WHAT IS EXPECTED – Copy without pictures. Please restate each line of the listing exactly.

━━━ RECORDS SHOWN

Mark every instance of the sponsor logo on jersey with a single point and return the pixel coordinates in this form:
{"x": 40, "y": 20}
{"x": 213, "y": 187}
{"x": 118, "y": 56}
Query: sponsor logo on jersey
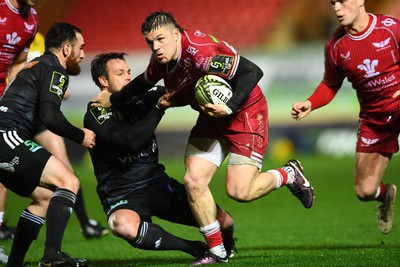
{"x": 29, "y": 27}
{"x": 192, "y": 50}
{"x": 382, "y": 45}
{"x": 101, "y": 114}
{"x": 378, "y": 84}
{"x": 157, "y": 244}
{"x": 187, "y": 62}
{"x": 199, "y": 34}
{"x": 388, "y": 22}
{"x": 3, "y": 109}
{"x": 369, "y": 67}
{"x": 119, "y": 203}
{"x": 345, "y": 57}
{"x": 221, "y": 64}
{"x": 31, "y": 64}
{"x": 12, "y": 39}
{"x": 9, "y": 167}
{"x": 131, "y": 157}
{"x": 58, "y": 84}
{"x": 33, "y": 147}
{"x": 368, "y": 142}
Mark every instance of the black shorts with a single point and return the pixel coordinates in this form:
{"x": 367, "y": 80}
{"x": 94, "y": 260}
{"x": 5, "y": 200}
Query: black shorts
{"x": 165, "y": 199}
{"x": 21, "y": 163}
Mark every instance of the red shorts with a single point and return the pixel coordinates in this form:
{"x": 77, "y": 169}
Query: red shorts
{"x": 378, "y": 133}
{"x": 246, "y": 130}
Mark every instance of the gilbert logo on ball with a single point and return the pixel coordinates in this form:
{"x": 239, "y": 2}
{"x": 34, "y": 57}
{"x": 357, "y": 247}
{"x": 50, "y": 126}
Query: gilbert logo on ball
{"x": 212, "y": 89}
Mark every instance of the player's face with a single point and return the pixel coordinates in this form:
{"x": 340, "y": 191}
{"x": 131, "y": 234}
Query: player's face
{"x": 347, "y": 11}
{"x": 76, "y": 56}
{"x": 119, "y": 74}
{"x": 164, "y": 43}
{"x": 30, "y": 3}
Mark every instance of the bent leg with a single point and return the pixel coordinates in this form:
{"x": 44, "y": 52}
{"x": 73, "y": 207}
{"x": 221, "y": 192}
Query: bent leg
{"x": 245, "y": 183}
{"x": 127, "y": 225}
{"x": 29, "y": 225}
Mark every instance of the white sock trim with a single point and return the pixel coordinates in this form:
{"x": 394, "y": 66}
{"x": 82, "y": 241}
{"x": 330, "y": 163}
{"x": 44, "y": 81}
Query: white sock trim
{"x": 278, "y": 177}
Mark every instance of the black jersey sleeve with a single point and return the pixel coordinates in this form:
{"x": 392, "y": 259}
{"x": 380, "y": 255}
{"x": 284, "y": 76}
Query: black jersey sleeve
{"x": 52, "y": 117}
{"x": 137, "y": 86}
{"x": 246, "y": 78}
{"x": 109, "y": 127}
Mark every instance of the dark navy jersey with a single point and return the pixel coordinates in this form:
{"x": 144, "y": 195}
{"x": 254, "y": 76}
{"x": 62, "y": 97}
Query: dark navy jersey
{"x": 34, "y": 98}
{"x": 125, "y": 158}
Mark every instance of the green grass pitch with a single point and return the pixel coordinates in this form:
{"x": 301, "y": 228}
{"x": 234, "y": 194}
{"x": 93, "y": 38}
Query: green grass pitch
{"x": 276, "y": 230}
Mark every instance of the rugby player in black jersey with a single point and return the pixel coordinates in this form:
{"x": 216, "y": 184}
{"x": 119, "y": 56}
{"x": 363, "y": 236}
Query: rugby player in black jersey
{"x": 132, "y": 184}
{"x": 32, "y": 99}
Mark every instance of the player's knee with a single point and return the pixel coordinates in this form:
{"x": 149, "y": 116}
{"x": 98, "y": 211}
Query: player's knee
{"x": 238, "y": 194}
{"x": 194, "y": 185}
{"x": 365, "y": 192}
{"x": 124, "y": 227}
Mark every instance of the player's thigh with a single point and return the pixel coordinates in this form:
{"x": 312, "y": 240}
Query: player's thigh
{"x": 170, "y": 202}
{"x": 57, "y": 175}
{"x": 202, "y": 159}
{"x": 54, "y": 144}
{"x": 241, "y": 177}
{"x": 22, "y": 165}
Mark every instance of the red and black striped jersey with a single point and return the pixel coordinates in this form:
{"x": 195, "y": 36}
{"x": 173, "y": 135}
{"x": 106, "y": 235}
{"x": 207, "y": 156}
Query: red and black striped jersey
{"x": 370, "y": 61}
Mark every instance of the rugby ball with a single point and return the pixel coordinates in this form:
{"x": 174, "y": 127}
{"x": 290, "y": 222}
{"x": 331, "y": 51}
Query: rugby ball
{"x": 212, "y": 89}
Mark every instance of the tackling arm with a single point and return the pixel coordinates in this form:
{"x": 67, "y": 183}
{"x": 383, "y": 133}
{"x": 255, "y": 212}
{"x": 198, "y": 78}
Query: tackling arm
{"x": 246, "y": 78}
{"x": 54, "y": 119}
{"x": 18, "y": 64}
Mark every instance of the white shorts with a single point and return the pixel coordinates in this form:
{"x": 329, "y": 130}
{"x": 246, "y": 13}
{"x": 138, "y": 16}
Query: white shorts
{"x": 215, "y": 151}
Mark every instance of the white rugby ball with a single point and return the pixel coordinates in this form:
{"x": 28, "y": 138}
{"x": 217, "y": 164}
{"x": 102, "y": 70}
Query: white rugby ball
{"x": 212, "y": 89}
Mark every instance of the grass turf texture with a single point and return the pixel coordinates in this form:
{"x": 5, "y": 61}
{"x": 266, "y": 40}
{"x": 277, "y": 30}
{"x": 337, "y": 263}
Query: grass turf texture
{"x": 276, "y": 230}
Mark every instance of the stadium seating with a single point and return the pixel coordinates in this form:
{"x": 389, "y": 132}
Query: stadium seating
{"x": 115, "y": 25}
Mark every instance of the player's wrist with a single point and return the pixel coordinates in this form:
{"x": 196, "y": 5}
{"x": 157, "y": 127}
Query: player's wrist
{"x": 228, "y": 110}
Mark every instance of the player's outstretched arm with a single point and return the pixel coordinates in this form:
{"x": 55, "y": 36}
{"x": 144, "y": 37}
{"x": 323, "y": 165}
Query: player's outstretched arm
{"x": 301, "y": 109}
{"x": 89, "y": 141}
{"x": 102, "y": 99}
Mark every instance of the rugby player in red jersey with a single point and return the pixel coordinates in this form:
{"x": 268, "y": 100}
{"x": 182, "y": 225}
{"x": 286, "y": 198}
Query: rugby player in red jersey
{"x": 365, "y": 50}
{"x": 240, "y": 129}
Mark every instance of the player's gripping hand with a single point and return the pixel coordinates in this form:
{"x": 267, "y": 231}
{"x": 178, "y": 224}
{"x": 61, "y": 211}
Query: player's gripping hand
{"x": 301, "y": 109}
{"x": 215, "y": 110}
{"x": 89, "y": 141}
{"x": 165, "y": 102}
{"x": 102, "y": 99}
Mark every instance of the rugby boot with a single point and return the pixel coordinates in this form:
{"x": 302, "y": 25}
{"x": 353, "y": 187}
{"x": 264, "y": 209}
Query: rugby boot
{"x": 386, "y": 210}
{"x": 301, "y": 187}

━━━━━━

RESPONSE TO THE EXERCISE –
Mark every instance of the sponsor logo on jersey with a single point and return the pixel coordinates in this form:
{"x": 40, "y": 20}
{"x": 213, "y": 187}
{"x": 118, "y": 56}
Query: sponsor logo on jersey
{"x": 29, "y": 27}
{"x": 192, "y": 50}
{"x": 382, "y": 45}
{"x": 101, "y": 114}
{"x": 378, "y": 84}
{"x": 157, "y": 244}
{"x": 187, "y": 62}
{"x": 199, "y": 34}
{"x": 388, "y": 22}
{"x": 3, "y": 109}
{"x": 369, "y": 67}
{"x": 119, "y": 203}
{"x": 345, "y": 57}
{"x": 221, "y": 64}
{"x": 31, "y": 64}
{"x": 12, "y": 39}
{"x": 9, "y": 167}
{"x": 131, "y": 157}
{"x": 58, "y": 84}
{"x": 33, "y": 147}
{"x": 368, "y": 142}
Mark every instance of the black shorts with a single point and return the pixel coordinates in this form:
{"x": 367, "y": 80}
{"x": 94, "y": 260}
{"x": 5, "y": 200}
Query: black shorts
{"x": 165, "y": 199}
{"x": 21, "y": 163}
Mark every instance of the red shorts with a single point and return the pixel coordinates in this form:
{"x": 77, "y": 169}
Query: red shorts
{"x": 378, "y": 133}
{"x": 246, "y": 130}
Mark every instance of the gilbert logo on ball with a single point and return the pixel coordinates in this form:
{"x": 239, "y": 2}
{"x": 34, "y": 57}
{"x": 357, "y": 247}
{"x": 50, "y": 126}
Query: gilbert logo on ball
{"x": 212, "y": 89}
Mark every instance of the player's face with a single point and return the pixel coordinates in this form:
{"x": 340, "y": 191}
{"x": 131, "y": 234}
Query: player's face
{"x": 347, "y": 11}
{"x": 76, "y": 56}
{"x": 119, "y": 74}
{"x": 164, "y": 43}
{"x": 30, "y": 3}
Mark every instance of the bent leg with a single point and return the pixel coordinates in this form:
{"x": 44, "y": 52}
{"x": 73, "y": 207}
{"x": 221, "y": 192}
Query: bent leg
{"x": 245, "y": 183}
{"x": 127, "y": 225}
{"x": 29, "y": 225}
Mark every instance of the white sock trim with a single point and return the pixel coordinates in this form:
{"x": 394, "y": 66}
{"x": 82, "y": 241}
{"x": 330, "y": 163}
{"x": 44, "y": 81}
Query: white sock trim
{"x": 278, "y": 177}
Mark every instance of the black jersey sleeve with a single point and return the pixel coordinates in this form:
{"x": 392, "y": 259}
{"x": 380, "y": 255}
{"x": 284, "y": 76}
Query: black jersey sleeve
{"x": 52, "y": 117}
{"x": 137, "y": 86}
{"x": 246, "y": 78}
{"x": 109, "y": 127}
Mark every instance of the dark navy jersey with a single point and return the pixel coordinates in this form:
{"x": 144, "y": 195}
{"x": 254, "y": 76}
{"x": 62, "y": 97}
Query: dark navy jersey
{"x": 34, "y": 98}
{"x": 125, "y": 158}
Mark every instance of the green grass pitch with a single point and return the pixel coordinates in this form:
{"x": 301, "y": 228}
{"x": 234, "y": 194}
{"x": 93, "y": 38}
Query: green grass pitch
{"x": 276, "y": 230}
Mark every instance of the rugby player in black jersey with a single point and return the pixel coordinates in this form:
{"x": 216, "y": 184}
{"x": 119, "y": 56}
{"x": 363, "y": 236}
Query: rugby player in black jersey
{"x": 132, "y": 184}
{"x": 32, "y": 99}
Mark every instance of the player's knee with a single point and return the pixel coordinates in this form:
{"x": 149, "y": 116}
{"x": 98, "y": 211}
Query: player's knee
{"x": 238, "y": 194}
{"x": 194, "y": 185}
{"x": 365, "y": 192}
{"x": 124, "y": 227}
Mark every instance of the player's thigh with a single point and return the pixel coordinates in this form:
{"x": 312, "y": 240}
Query: player's thigh
{"x": 170, "y": 202}
{"x": 57, "y": 175}
{"x": 202, "y": 159}
{"x": 54, "y": 144}
{"x": 241, "y": 177}
{"x": 22, "y": 165}
Mark every instance of the red and black striped jersey with a single point and return the pixel coordinates in this form:
{"x": 195, "y": 36}
{"x": 173, "y": 135}
{"x": 106, "y": 235}
{"x": 207, "y": 156}
Query: red and black striped jersey
{"x": 370, "y": 61}
Mark every instance of the rugby ball with a single point and return the pixel coordinates in this form:
{"x": 174, "y": 127}
{"x": 290, "y": 222}
{"x": 331, "y": 51}
Query: rugby ball
{"x": 212, "y": 89}
Mark every instance of the tackling arm with a single point and return the pixel coordinates in this form:
{"x": 67, "y": 183}
{"x": 383, "y": 133}
{"x": 255, "y": 212}
{"x": 198, "y": 78}
Query: tackling arm
{"x": 246, "y": 78}
{"x": 54, "y": 119}
{"x": 18, "y": 64}
Mark every instance of the white shorts with a single point and return the pixel coordinates in this form:
{"x": 329, "y": 130}
{"x": 246, "y": 13}
{"x": 138, "y": 16}
Query: white shorts
{"x": 215, "y": 151}
Mark every instance of the white rugby ball with a single point and return the pixel coordinates in this form:
{"x": 28, "y": 138}
{"x": 217, "y": 164}
{"x": 102, "y": 70}
Query: white rugby ball
{"x": 212, "y": 89}
Mark every instance of the grass turf texture with a single point and return the pixel coordinates in this form:
{"x": 5, "y": 61}
{"x": 266, "y": 40}
{"x": 277, "y": 30}
{"x": 337, "y": 263}
Query: grass turf texture
{"x": 276, "y": 230}
Mark every instance of the stadium seating with a single point and return the pixel coordinates in this form:
{"x": 389, "y": 132}
Query: stadium seating
{"x": 115, "y": 25}
Mark every instance of the player's wrist with a single point and return the pixel coordinates in this form:
{"x": 196, "y": 5}
{"x": 157, "y": 127}
Query: player's wrist
{"x": 228, "y": 110}
Mark every instance of the player's outstretched arm with a single point and return the pixel coordinates in this form:
{"x": 55, "y": 36}
{"x": 144, "y": 37}
{"x": 323, "y": 165}
Query: player's outstretched arm
{"x": 301, "y": 109}
{"x": 89, "y": 141}
{"x": 102, "y": 99}
Mark every instance of the rugby player in red jersey with a single point and return the pixel coordinates in this form:
{"x": 268, "y": 100}
{"x": 182, "y": 225}
{"x": 286, "y": 198}
Query: rugby player in red jersey
{"x": 365, "y": 50}
{"x": 240, "y": 129}
Mark every instance of the player's gripping hand with a single point and return the pixel coordinates in this form:
{"x": 267, "y": 231}
{"x": 178, "y": 224}
{"x": 61, "y": 211}
Query: player's gripping hand
{"x": 301, "y": 109}
{"x": 215, "y": 110}
{"x": 89, "y": 141}
{"x": 165, "y": 102}
{"x": 102, "y": 99}
Mark every instance of the rugby boot with a single point and return the pixel coordinates in this form:
{"x": 302, "y": 25}
{"x": 353, "y": 187}
{"x": 264, "y": 209}
Query: rugby boot
{"x": 386, "y": 210}
{"x": 301, "y": 187}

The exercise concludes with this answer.